Sunday, February 25, 2007

Baby Catching

I'm hanging around the hospital this weekend, hoping to see some action. The hospital in Chinchilla has no public doctors, so the private GPs in town take turn being on-call on weekends. I'm staying at the Nurse's Quarters next to the hospital, so if something happens, I'm right there.

The whole place is quiet today except for a young woman who went into labor and came in this morning. This being her first baby, it could take a while. So I ask the midwife to call me when the baby comes and go off to the cafeteria to do some reading. At about four o'clock in the afternoon, I decide to go around to the birthing suite to check on things.

I walk into the room with the woman screaming at the top of her lungs in pain between breaths of oxygen, with her mother on one side and her husband on the other holding her hands. All on her own, the experienced midwife is getting everything ready while checking on the patient. I want to help, but wait! I know nothing about obstetrics - that rotation is next year. Being the first time watching a natural delivery, I'm completely useless and the best I can do is not get in the way. The midwife checks the patient's cervix. "It's fully dilated," she announces. "Because this is your first one, it can take a while for the baby to come out," she tells the patient. In pain and exhausted, the woman nods.

Dataset entries:
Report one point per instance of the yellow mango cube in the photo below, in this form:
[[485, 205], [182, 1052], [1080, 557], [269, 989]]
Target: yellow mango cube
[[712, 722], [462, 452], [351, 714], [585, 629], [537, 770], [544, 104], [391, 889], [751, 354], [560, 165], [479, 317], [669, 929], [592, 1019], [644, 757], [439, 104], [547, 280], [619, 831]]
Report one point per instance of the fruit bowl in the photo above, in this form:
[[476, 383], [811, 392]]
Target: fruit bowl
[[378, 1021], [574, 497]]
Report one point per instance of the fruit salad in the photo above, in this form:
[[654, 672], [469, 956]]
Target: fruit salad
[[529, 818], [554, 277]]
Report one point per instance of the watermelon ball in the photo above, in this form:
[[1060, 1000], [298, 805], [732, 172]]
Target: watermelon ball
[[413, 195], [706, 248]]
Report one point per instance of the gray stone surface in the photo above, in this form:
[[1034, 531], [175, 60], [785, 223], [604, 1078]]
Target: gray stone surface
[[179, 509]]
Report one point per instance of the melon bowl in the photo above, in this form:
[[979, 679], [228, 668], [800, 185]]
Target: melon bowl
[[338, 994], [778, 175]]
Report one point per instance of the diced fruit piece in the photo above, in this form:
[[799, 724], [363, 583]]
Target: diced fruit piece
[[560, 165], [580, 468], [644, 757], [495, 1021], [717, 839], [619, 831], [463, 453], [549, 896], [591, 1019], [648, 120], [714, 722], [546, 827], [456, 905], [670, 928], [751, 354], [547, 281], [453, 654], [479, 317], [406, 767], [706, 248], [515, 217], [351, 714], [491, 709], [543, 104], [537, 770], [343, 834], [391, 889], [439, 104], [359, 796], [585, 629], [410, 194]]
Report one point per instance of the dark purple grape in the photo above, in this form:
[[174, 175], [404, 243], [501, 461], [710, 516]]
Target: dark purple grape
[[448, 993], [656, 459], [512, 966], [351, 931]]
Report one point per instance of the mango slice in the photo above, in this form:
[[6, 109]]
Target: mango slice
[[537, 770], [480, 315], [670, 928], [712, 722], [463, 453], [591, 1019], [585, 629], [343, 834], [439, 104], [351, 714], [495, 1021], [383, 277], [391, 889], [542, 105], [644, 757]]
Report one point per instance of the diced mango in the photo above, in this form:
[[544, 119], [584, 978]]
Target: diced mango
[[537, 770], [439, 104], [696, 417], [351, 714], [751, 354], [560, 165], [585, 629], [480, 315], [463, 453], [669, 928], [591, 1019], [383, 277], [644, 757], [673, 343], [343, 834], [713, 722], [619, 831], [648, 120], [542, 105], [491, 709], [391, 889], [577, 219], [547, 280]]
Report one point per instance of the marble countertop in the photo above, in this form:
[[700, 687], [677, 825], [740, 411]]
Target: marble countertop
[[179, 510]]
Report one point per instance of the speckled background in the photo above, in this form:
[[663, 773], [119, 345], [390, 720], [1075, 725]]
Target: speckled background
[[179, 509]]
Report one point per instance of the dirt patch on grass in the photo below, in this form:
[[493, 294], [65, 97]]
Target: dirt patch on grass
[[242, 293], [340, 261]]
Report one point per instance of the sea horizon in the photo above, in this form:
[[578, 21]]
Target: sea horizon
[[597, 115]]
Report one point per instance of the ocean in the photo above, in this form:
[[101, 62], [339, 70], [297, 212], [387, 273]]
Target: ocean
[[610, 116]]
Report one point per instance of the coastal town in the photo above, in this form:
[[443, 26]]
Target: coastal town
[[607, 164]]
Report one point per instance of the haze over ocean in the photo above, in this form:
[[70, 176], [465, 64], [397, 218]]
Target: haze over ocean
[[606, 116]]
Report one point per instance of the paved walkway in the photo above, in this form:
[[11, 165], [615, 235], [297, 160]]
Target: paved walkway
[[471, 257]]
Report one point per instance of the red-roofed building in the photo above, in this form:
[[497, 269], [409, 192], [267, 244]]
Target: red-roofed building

Directions for this task: In the post about baby catching, where is the narrator staying over the weekend?

Your response: At the Nurse's Quarters next to the hospital.